(Material shown)
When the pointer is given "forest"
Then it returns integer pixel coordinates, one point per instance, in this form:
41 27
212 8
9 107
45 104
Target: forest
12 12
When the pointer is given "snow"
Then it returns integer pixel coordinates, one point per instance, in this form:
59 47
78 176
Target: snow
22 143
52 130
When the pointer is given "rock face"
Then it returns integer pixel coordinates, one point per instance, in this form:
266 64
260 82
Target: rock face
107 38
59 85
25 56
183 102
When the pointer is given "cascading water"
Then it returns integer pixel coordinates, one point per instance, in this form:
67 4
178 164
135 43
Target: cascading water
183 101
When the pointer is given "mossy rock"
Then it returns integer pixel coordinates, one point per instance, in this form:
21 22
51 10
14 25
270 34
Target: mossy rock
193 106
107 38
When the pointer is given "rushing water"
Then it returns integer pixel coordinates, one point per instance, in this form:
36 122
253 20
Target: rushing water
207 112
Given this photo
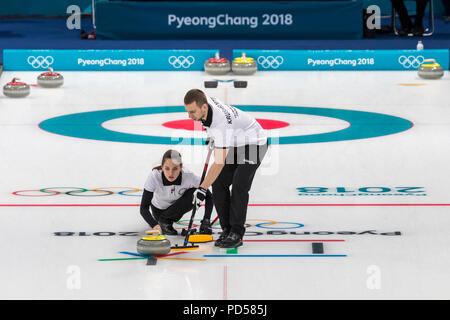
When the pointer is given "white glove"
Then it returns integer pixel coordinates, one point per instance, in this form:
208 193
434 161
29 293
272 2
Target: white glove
198 197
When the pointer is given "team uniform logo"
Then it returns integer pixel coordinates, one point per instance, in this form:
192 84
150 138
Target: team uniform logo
270 62
411 61
40 61
181 61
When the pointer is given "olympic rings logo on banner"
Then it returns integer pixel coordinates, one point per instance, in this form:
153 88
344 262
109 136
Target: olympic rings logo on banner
40 61
258 223
79 192
181 61
411 61
270 62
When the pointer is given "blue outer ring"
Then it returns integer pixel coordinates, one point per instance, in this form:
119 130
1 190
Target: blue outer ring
363 125
299 225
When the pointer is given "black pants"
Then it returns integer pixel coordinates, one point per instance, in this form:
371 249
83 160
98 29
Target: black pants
399 6
184 204
238 172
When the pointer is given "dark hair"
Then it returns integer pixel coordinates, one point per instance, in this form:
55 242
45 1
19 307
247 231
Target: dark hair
195 95
169 154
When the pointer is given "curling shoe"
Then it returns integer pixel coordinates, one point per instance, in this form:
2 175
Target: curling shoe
222 238
205 227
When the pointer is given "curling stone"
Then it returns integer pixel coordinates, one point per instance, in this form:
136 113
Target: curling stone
430 70
16 89
217 65
153 245
50 79
244 65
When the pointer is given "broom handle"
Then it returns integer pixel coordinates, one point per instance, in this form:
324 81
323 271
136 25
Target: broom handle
194 208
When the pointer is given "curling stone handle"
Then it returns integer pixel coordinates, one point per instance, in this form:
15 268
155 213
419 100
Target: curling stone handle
152 232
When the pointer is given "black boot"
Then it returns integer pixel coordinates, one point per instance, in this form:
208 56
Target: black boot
233 240
168 229
222 237
205 227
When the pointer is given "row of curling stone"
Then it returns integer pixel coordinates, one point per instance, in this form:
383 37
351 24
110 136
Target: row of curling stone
241 65
18 89
430 70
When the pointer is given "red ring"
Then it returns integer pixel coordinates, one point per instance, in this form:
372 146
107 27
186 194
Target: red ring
46 195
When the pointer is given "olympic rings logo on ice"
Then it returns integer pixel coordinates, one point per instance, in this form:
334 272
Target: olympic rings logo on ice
411 61
181 61
40 61
79 192
270 62
258 223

(What the task requires) Report every line of the items above that contains the string "logo".

(Result)
When the pointer is given "team uniform logo"
Target: team uniform logo
When the pointer is given "olympic rings logo on banner"
Target: olympic rings logo on banner
When the pointer is given "olympic rings logo on ice"
Target: olympic rings logo on ice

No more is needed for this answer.